What to produce:
Print the data that follows word for word, leaving out any picture.

··· Records ···

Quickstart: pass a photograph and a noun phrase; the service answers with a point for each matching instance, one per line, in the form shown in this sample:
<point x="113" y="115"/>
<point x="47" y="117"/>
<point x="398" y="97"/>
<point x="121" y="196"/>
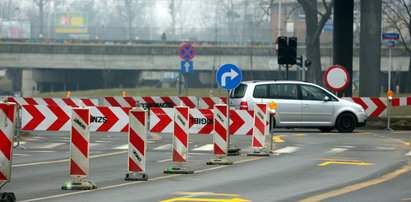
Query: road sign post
<point x="187" y="52"/>
<point x="336" y="78"/>
<point x="229" y="76"/>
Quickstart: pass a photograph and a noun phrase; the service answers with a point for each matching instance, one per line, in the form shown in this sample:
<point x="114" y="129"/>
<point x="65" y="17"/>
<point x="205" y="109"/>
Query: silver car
<point x="300" y="105"/>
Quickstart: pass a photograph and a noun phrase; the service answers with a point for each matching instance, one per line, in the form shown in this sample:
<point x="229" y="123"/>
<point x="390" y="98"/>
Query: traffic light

···

Expected answer:
Quickstart: pass a photograph and a noun phrase; the service answers with a point for each matching instance, one per line, in the form shown in this sample:
<point x="113" y="115"/>
<point x="47" y="117"/>
<point x="398" y="97"/>
<point x="121" y="196"/>
Query: road sign post
<point x="187" y="52"/>
<point x="336" y="78"/>
<point x="229" y="76"/>
Quickstart: pass a photograph and a noun phrase; the service answers with a point for each matching instance, one per line, in the form shown in this sample:
<point x="114" y="129"/>
<point x="65" y="17"/>
<point x="205" y="109"/>
Query: silver car
<point x="300" y="105"/>
Quickstart: pass a photograph and a noun phrase; the service answers with a point for each matching instance, one per line, in the form shown in this sample:
<point x="229" y="123"/>
<point x="390" y="98"/>
Query: traffic light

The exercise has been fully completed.